(Dataset entries)

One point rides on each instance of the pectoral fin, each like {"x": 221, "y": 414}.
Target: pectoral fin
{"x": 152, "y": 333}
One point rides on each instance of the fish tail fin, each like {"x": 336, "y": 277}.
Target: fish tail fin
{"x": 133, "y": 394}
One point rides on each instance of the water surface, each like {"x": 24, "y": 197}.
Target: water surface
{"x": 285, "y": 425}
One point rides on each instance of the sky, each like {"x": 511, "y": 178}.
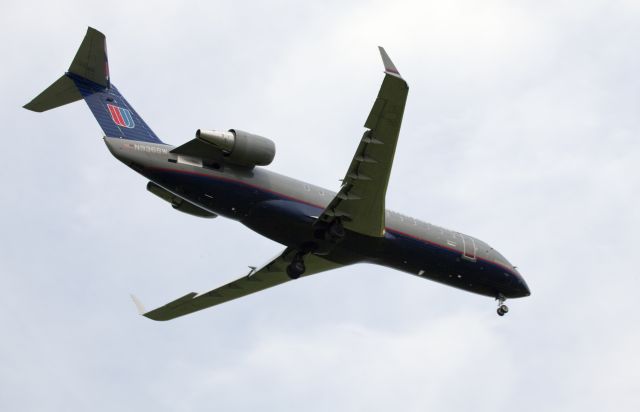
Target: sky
{"x": 521, "y": 129}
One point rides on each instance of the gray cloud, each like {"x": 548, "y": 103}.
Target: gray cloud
{"x": 521, "y": 128}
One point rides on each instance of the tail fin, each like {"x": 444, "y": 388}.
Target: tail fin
{"x": 88, "y": 79}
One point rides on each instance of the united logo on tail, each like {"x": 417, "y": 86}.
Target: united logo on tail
{"x": 121, "y": 116}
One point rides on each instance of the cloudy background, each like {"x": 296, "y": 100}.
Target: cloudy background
{"x": 521, "y": 128}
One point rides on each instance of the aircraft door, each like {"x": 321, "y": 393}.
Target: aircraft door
{"x": 469, "y": 247}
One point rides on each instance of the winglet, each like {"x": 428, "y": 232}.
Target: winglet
{"x": 139, "y": 305}
{"x": 389, "y": 67}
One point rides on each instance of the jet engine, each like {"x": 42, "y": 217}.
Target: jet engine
{"x": 241, "y": 148}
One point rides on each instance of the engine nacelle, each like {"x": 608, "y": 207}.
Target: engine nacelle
{"x": 239, "y": 147}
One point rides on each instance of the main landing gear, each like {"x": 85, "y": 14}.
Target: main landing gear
{"x": 296, "y": 268}
{"x": 502, "y": 308}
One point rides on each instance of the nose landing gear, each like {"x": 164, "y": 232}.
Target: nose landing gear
{"x": 502, "y": 308}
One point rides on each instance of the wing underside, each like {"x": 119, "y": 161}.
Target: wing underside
{"x": 360, "y": 202}
{"x": 271, "y": 274}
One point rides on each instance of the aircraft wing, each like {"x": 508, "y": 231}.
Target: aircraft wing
{"x": 271, "y": 274}
{"x": 360, "y": 203}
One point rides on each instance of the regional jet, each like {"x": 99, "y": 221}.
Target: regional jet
{"x": 222, "y": 173}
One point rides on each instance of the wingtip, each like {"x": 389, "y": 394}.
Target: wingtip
{"x": 139, "y": 305}
{"x": 389, "y": 67}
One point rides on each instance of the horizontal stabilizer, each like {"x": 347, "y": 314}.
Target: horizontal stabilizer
{"x": 62, "y": 91}
{"x": 91, "y": 59}
{"x": 139, "y": 305}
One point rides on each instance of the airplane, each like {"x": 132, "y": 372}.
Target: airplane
{"x": 222, "y": 173}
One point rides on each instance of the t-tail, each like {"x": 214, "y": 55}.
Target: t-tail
{"x": 88, "y": 79}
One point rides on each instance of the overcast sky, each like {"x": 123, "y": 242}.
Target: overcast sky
{"x": 521, "y": 128}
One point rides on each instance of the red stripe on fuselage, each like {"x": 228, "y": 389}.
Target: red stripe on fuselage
{"x": 282, "y": 195}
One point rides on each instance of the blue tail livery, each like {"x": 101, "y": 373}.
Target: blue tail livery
{"x": 88, "y": 79}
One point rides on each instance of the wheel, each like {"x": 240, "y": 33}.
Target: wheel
{"x": 335, "y": 232}
{"x": 296, "y": 268}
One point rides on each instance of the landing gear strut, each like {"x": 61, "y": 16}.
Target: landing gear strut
{"x": 296, "y": 268}
{"x": 502, "y": 308}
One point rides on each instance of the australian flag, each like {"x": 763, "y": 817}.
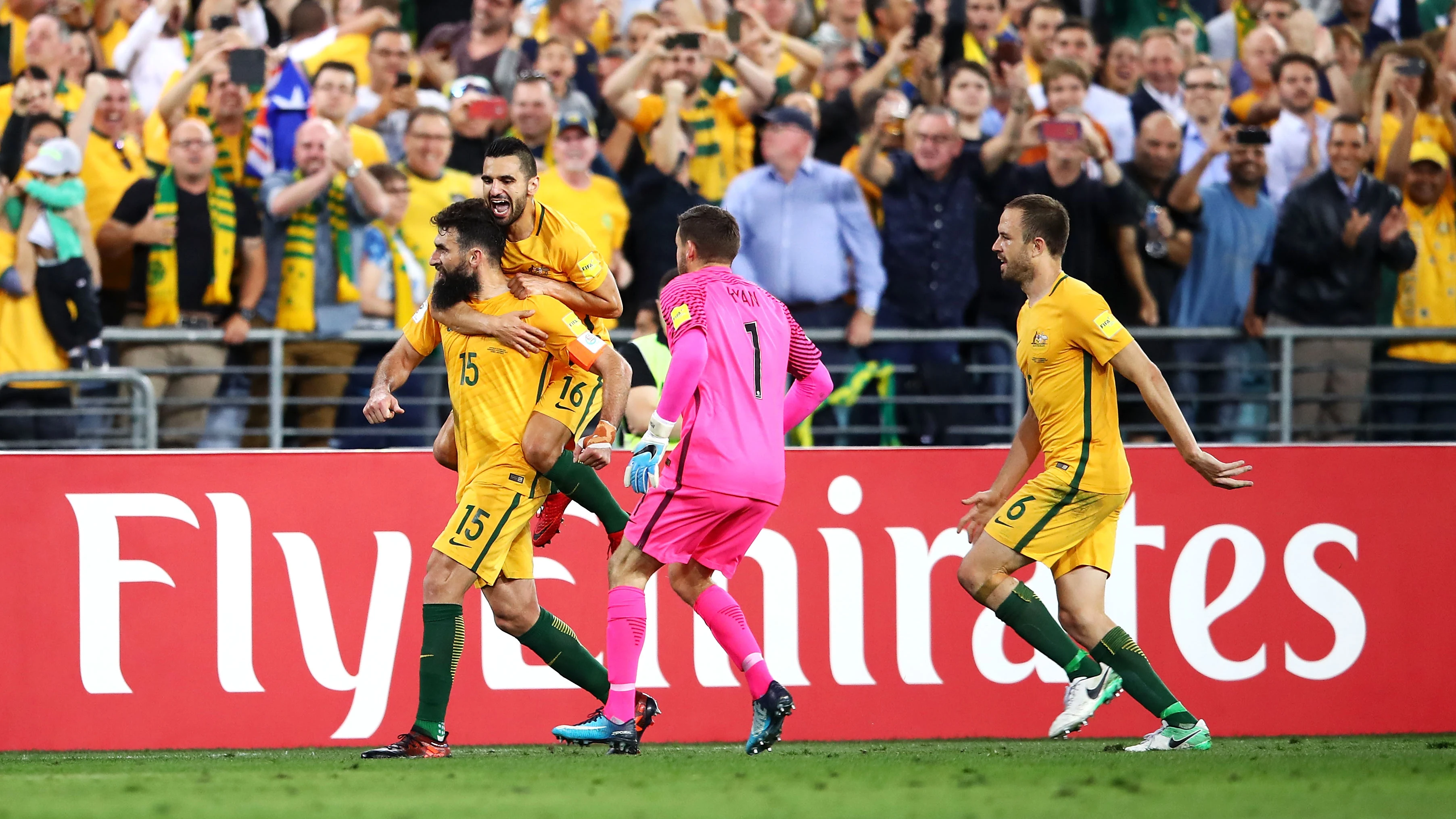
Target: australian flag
{"x": 270, "y": 148}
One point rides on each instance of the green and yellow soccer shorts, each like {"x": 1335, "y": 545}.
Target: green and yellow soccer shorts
{"x": 574, "y": 400}
{"x": 1063, "y": 528}
{"x": 491, "y": 534}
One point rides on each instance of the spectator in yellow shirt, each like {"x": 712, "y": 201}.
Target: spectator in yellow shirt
{"x": 1426, "y": 293}
{"x": 592, "y": 200}
{"x": 715, "y": 111}
{"x": 335, "y": 94}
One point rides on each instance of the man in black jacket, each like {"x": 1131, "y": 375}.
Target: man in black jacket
{"x": 1336, "y": 234}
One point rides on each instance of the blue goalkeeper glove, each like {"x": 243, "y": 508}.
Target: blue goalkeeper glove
{"x": 647, "y": 458}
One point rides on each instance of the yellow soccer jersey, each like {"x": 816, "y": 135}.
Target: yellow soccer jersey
{"x": 428, "y": 197}
{"x": 558, "y": 250}
{"x": 1063, "y": 346}
{"x": 495, "y": 390}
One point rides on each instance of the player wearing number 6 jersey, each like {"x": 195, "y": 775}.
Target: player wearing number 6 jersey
{"x": 494, "y": 391}
{"x": 733, "y": 347}
{"x": 1068, "y": 346}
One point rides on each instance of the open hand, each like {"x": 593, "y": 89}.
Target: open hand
{"x": 1393, "y": 225}
{"x": 153, "y": 231}
{"x": 513, "y": 331}
{"x": 983, "y": 506}
{"x": 528, "y": 285}
{"x": 1218, "y": 473}
{"x": 1355, "y": 228}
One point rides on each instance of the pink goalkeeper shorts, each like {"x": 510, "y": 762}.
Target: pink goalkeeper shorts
{"x": 689, "y": 524}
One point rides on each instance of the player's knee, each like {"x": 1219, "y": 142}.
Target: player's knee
{"x": 445, "y": 449}
{"x": 437, "y": 583}
{"x": 976, "y": 581}
{"x": 689, "y": 588}
{"x": 445, "y": 455}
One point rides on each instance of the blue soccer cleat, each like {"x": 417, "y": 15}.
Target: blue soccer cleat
{"x": 769, "y": 713}
{"x": 597, "y": 729}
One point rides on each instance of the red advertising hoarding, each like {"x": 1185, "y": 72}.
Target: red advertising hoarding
{"x": 273, "y": 600}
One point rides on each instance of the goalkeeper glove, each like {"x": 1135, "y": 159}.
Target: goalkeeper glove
{"x": 647, "y": 458}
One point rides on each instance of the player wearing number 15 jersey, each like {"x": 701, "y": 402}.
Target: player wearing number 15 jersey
{"x": 494, "y": 391}
{"x": 1069, "y": 345}
{"x": 733, "y": 346}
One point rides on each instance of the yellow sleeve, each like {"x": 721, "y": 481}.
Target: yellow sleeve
{"x": 622, "y": 218}
{"x": 156, "y": 139}
{"x": 650, "y": 110}
{"x": 566, "y": 336}
{"x": 423, "y": 331}
{"x": 1094, "y": 328}
{"x": 1243, "y": 105}
{"x": 579, "y": 259}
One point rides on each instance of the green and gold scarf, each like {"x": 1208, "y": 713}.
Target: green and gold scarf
{"x": 162, "y": 261}
{"x": 296, "y": 289}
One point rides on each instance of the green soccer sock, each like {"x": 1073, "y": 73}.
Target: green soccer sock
{"x": 1028, "y": 617}
{"x": 1126, "y": 656}
{"x": 439, "y": 658}
{"x": 555, "y": 643}
{"x": 583, "y": 486}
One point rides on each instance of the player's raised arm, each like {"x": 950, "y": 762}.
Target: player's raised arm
{"x": 616, "y": 379}
{"x": 510, "y": 330}
{"x": 1135, "y": 365}
{"x": 603, "y": 302}
{"x": 1024, "y": 449}
{"x": 392, "y": 372}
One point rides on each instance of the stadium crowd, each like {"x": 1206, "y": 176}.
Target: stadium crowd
{"x": 1248, "y": 165}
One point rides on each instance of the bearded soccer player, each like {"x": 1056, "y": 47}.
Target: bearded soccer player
{"x": 1068, "y": 347}
{"x": 487, "y": 541}
{"x": 733, "y": 347}
{"x": 547, "y": 255}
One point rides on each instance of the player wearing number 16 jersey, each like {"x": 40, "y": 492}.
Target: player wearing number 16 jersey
{"x": 733, "y": 346}
{"x": 1069, "y": 345}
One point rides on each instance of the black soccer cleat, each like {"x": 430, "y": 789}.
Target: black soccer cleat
{"x": 769, "y": 713}
{"x": 647, "y": 712}
{"x": 624, "y": 738}
{"x": 413, "y": 745}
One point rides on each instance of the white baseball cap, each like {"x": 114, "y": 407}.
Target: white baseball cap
{"x": 57, "y": 158}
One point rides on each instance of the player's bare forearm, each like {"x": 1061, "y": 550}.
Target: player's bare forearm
{"x": 1135, "y": 365}
{"x": 605, "y": 302}
{"x": 394, "y": 369}
{"x": 616, "y": 381}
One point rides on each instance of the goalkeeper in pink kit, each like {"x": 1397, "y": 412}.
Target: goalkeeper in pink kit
{"x": 733, "y": 347}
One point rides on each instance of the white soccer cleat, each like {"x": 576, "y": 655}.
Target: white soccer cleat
{"x": 1170, "y": 738}
{"x": 1082, "y": 700}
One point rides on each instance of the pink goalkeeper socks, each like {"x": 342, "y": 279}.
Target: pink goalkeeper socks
{"x": 627, "y": 624}
{"x": 723, "y": 616}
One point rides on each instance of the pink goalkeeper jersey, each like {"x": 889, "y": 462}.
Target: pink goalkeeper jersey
{"x": 733, "y": 428}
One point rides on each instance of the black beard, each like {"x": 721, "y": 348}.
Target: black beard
{"x": 452, "y": 288}
{"x": 1018, "y": 273}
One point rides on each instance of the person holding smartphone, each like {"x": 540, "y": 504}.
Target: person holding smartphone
{"x": 385, "y": 102}
{"x": 1407, "y": 79}
{"x": 689, "y": 57}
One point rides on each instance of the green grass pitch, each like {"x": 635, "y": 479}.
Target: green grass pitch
{"x": 1327, "y": 777}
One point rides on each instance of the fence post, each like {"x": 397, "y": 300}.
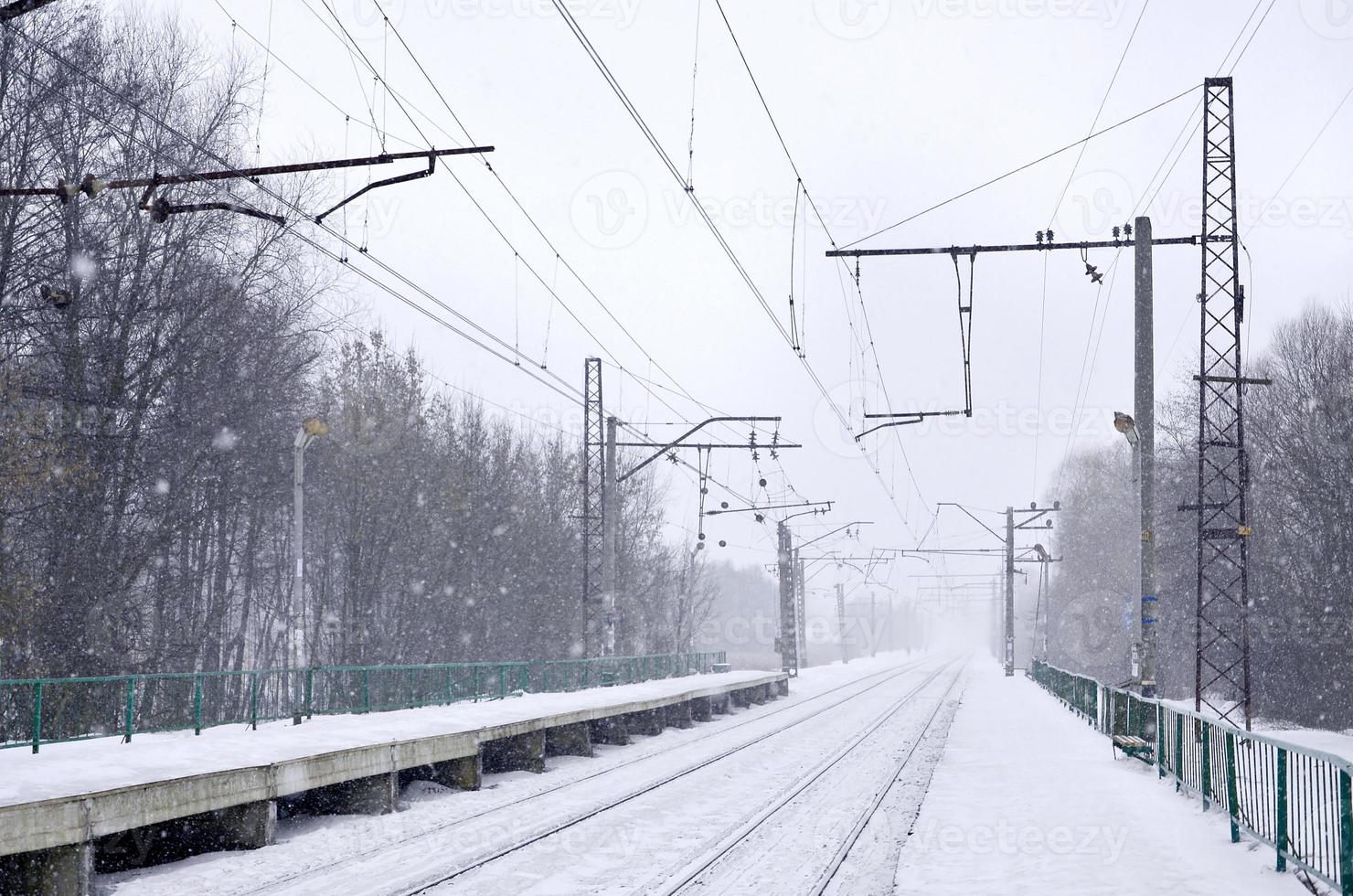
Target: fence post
{"x": 197, "y": 706}
{"x": 1280, "y": 819}
{"x": 1345, "y": 834}
{"x": 132, "y": 707}
{"x": 1178, "y": 752}
{"x": 1207, "y": 765}
{"x": 37, "y": 715}
{"x": 1160, "y": 743}
{"x": 1231, "y": 788}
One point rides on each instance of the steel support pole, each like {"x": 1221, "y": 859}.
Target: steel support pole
{"x": 611, "y": 521}
{"x": 1144, "y": 402}
{"x": 788, "y": 627}
{"x": 840, "y": 620}
{"x": 1009, "y": 591}
{"x": 296, "y": 599}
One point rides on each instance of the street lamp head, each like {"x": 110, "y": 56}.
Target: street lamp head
{"x": 1126, "y": 425}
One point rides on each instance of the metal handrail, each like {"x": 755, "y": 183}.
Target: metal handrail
{"x": 38, "y": 710}
{"x": 1294, "y": 799}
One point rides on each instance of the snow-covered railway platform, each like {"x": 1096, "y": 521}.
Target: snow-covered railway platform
{"x": 222, "y": 789}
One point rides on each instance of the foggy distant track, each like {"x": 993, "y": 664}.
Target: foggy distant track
{"x": 705, "y": 869}
{"x": 282, "y": 884}
{"x": 658, "y": 786}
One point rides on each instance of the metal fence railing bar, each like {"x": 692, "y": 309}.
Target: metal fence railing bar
{"x": 38, "y": 710}
{"x": 1294, "y": 799}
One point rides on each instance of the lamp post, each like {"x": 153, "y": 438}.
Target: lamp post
{"x": 1144, "y": 464}
{"x": 312, "y": 430}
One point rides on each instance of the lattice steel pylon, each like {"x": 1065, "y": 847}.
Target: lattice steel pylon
{"x": 1222, "y": 665}
{"x": 594, "y": 509}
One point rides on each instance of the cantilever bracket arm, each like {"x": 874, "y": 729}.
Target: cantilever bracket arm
{"x": 772, "y": 507}
{"x": 388, "y": 182}
{"x": 676, "y": 443}
{"x": 160, "y": 208}
{"x": 910, "y": 417}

WHAT YOU NEED TO DO —
Repeat exactly the lines from the first line of the records above through the line containing "One point rides on each instance of the winglet, each", leaving out the pictures.

WRITTEN RESPONSE —
One point rides on each instance of the pectoral fin, each like {"x": 221, "y": 414}.
Target: pectoral fin
{"x": 152, "y": 333}
One point rides on each instance of the fish tail fin, each like {"x": 336, "y": 277}.
Target: fish tail fin
{"x": 133, "y": 394}
One point rides on each instance of the water surface, each like {"x": 24, "y": 197}.
Target: water surface
{"x": 285, "y": 425}
One point rides on each instance of the sky, each like {"x": 511, "y": 178}.
Target: sky
{"x": 521, "y": 129}
One point rides on each instance of the gray cloud, each like {"x": 548, "y": 103}.
Target: gray cloud
{"x": 521, "y": 128}
One point rides on each instance of the tail fin, each like {"x": 444, "y": 388}.
Target: tail fin
{"x": 88, "y": 79}
One point rides on each instance of the united logo on tail, each like {"x": 417, "y": 86}.
Target: united logo on tail
{"x": 121, "y": 116}
One point rides on each instance of the cloudy background, each like {"x": 296, "y": 100}.
Target: cloudy background
{"x": 521, "y": 128}
One point rides on each instance of the aircraft door, each like {"x": 321, "y": 393}.
Target: aircraft door
{"x": 469, "y": 247}
One point rides on each instance of the winglet, each like {"x": 428, "y": 232}.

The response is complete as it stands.